━━━━━ SUPPLIED ENTRIES ━━━━━
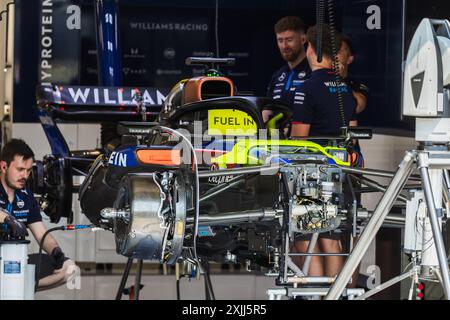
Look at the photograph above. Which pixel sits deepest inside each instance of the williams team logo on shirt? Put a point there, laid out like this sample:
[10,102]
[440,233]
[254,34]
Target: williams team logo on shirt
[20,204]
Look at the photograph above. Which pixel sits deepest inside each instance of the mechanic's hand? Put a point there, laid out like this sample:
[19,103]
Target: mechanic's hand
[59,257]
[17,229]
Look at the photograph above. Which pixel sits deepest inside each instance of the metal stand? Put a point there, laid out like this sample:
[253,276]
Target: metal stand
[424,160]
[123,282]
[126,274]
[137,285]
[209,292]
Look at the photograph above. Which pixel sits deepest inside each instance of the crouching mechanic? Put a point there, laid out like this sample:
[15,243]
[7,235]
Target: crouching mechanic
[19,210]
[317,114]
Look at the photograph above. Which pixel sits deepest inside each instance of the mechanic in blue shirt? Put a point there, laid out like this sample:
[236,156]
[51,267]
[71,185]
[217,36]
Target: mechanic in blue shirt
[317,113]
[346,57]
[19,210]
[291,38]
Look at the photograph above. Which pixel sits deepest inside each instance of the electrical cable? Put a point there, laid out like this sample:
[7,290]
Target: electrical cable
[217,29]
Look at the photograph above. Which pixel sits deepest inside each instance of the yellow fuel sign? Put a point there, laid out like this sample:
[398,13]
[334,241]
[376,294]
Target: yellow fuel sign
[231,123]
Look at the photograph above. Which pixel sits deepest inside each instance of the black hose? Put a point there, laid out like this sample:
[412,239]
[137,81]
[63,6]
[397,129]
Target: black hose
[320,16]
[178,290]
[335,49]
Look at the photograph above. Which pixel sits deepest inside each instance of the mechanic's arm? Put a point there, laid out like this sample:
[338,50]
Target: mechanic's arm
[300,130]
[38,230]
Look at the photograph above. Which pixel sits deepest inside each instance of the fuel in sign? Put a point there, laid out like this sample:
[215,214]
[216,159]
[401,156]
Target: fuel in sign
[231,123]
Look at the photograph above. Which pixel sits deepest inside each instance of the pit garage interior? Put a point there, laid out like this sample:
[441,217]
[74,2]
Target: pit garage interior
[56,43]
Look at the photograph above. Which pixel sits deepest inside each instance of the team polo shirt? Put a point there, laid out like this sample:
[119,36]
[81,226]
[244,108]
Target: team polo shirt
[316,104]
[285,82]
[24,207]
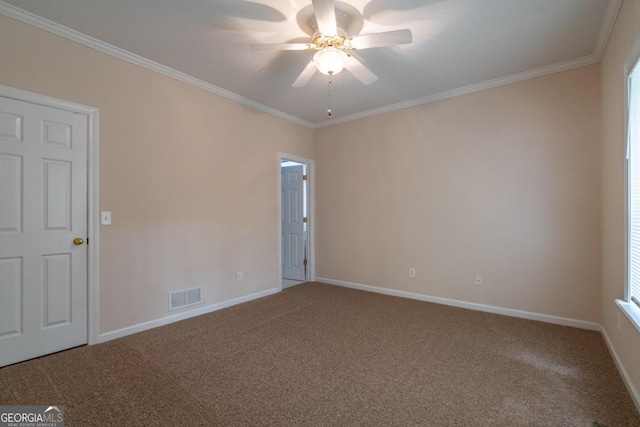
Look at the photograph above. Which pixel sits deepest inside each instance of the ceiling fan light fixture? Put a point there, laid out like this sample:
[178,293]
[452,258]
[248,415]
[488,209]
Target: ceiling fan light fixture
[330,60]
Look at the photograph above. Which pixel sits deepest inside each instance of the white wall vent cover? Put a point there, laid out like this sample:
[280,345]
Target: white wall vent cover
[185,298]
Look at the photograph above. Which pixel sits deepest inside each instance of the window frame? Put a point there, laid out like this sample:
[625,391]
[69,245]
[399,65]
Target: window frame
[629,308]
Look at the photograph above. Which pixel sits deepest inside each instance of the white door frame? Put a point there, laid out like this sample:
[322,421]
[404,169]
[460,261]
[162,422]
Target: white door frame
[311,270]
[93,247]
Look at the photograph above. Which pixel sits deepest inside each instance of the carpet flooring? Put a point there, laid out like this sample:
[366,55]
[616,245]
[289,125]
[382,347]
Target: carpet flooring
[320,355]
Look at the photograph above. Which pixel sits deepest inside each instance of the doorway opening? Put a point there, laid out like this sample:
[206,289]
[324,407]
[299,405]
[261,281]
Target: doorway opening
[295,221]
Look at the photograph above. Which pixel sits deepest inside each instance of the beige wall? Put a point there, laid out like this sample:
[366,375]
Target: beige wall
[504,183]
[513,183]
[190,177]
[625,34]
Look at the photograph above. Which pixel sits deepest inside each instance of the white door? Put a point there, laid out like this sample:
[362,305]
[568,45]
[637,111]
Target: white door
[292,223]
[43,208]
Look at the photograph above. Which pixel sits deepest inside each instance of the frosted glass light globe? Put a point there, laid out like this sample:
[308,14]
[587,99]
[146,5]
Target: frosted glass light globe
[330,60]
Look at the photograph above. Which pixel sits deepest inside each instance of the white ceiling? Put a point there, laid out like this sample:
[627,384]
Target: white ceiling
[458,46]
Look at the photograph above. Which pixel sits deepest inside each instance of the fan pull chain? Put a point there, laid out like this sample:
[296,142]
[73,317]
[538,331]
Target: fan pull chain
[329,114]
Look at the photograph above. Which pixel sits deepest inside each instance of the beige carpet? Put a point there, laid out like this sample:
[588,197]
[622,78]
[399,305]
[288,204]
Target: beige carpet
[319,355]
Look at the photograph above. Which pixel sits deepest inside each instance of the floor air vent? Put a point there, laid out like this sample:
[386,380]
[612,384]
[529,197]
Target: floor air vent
━━━━━
Restate the data above exactly, stripping out each image.

— SOLUTION TO THIS EXERCISE —
Look at the photograph above. Which pixel sits deepest inside each instance of the williams team logo on shirt? Put a point there, laid out like this sample:
[10,102]
[440,233]
[254,34]
Target: williams team logo on shirt
[20,204]
Look at the photograph above. Which pixel sits deepest inside each instance of the mechanic's hand? Put a point there, laid out like this sample:
[19,103]
Target: mechanic's hand
[59,257]
[17,229]
Look at the photograph above. Which pixel sits deepest inside each instance of the metal stand? Put a point there, laid out like this sample:
[253,276]
Target: metal stand
[424,160]
[123,282]
[126,274]
[137,285]
[209,292]
Look at the photograph above. Which pixel sits deepest inside each instance of the crouching mechanic? Put a point there, laid out like this sample:
[15,243]
[7,235]
Target: crouching mechanic
[19,210]
[317,114]
Look at the photograph above. Which pixel sits deepest inside each instance of the mechanic in blue shirt? Put a point there, laid out like this sample:
[236,156]
[51,267]
[71,185]
[217,36]
Target: mechanic in blue shirt
[317,113]
[346,57]
[19,210]
[291,38]
Look at the photograph above. Which pixel sits deepest inside each instance of the electrical cable? Put a point there, laid out like this sample:
[7,290]
Target: electrical cable
[217,29]
Look at the photograph above. Which pixel sits deepest inside each instance of the yellow fuel sign? Put a point there, laid out like this sample:
[398,13]
[334,241]
[376,294]
Target: yellow fuel sign
[231,123]
Look at the photograph above. Which pixel sits deepest inside each instance of the black hose? Put a point there, laid out like this sample:
[412,239]
[137,81]
[63,6]
[397,129]
Target: black hose
[320,16]
[178,290]
[335,49]
Look at the photograph above. Which pixel sits deepest inside each instance of the mechanic's arm? Put a point there, laid out like this sample:
[338,50]
Target: mechanic's arm
[300,130]
[38,230]
Look at the photograph above. Which pixel sits deepest inside each instance of the fuel in sign? Put a point there, laid out like this sample:
[215,214]
[216,159]
[401,156]
Target: fuel in sign
[231,123]
Look at the photograph above. Which pixel sits deepest inside each instance of the pit garage interior? Put a point there, laid out like this sample:
[441,217]
[74,2]
Target: pit garage interior
[56,43]
Look at the photograph above. Which pixel sits deepest inside each instance of the team polo shirt? Put a point there, laid out like this sample:
[119,36]
[81,226]
[244,108]
Target: team polo shirt
[316,104]
[285,82]
[24,207]
Look at the photograph above. Which pixel sits deepest inside each instance of the ceiling fan light fixture? Put a point there, laid out like this sample:
[178,293]
[452,258]
[248,415]
[488,209]
Target: ceiling fan light fixture
[330,60]
Look at the photograph above. Which pixel sits deepest inside each instance of the white wall vent cover? Put a point there, laid out like this sample:
[280,345]
Target: white wall vent cover
[185,298]
Look at the photograph above. Which pixel sits deepest inside each instance of the window frame? Put a point there, laid out like this sample:
[625,391]
[69,245]
[399,65]
Target: window frame
[629,308]
Look at the photograph above. Which pixel sits deepest inside each instance of the white door frame? Put a point there, laid out like this sample:
[322,421]
[404,169]
[460,261]
[162,422]
Target: white door frame
[311,270]
[93,247]
Look at the photograph above. Which pixel sits deepest inside each instance of the carpet flooring? Put a point there, laid out like this sample:
[366,55]
[616,245]
[289,125]
[382,347]
Target: carpet flooring
[320,355]
Look at the photograph above. Which pixel sits deepest inside each instance of the doorway opening? Put a point there, laid out like this sample:
[206,289]
[324,407]
[299,405]
[261,281]
Target: doorway opening
[295,221]
Look at the photograph above. Which pixel sits deepest inside each instance of the beige wall? Put a point there, laid out like this sample:
[366,375]
Target: beige wall
[504,183]
[513,183]
[190,177]
[625,34]
Look at the photograph above. Which pixel sits deepest inside each instance of the white door? Put a point there, laid out like this sample:
[362,305]
[568,45]
[637,111]
Target: white door
[292,223]
[43,208]
Look at the photograph above. Which pixel sits deepest inside each instance of the frosted glass light globe? Put a point there, laid out like this sample:
[308,14]
[587,99]
[146,5]
Target: frosted glass light globe
[330,60]
Look at the photograph above. Which pixel sits deepest inside each instance of the white ceiling? Put a point there, laid out like this sample:
[627,384]
Target: white ceiling
[458,46]
Look at the photograph above. Which pixel sits deepest inside each instance of the fan pull chain? Put a point there, laid out like this sample:
[296,142]
[73,317]
[538,331]
Target: fan pull chain
[329,114]
Look at the photograph above. Which pixel sits deepest inside each instance of the beige carpet? Put a point there, laid out like this sample:
[588,197]
[622,78]
[399,305]
[288,204]
Target: beige carpet
[319,355]
Look at the photograph above. Which pixel sits deepest inside each instance of the floor air vent? Put a point there, laid out like this sample:
[386,380]
[612,384]
[529,197]
Target: floor air vent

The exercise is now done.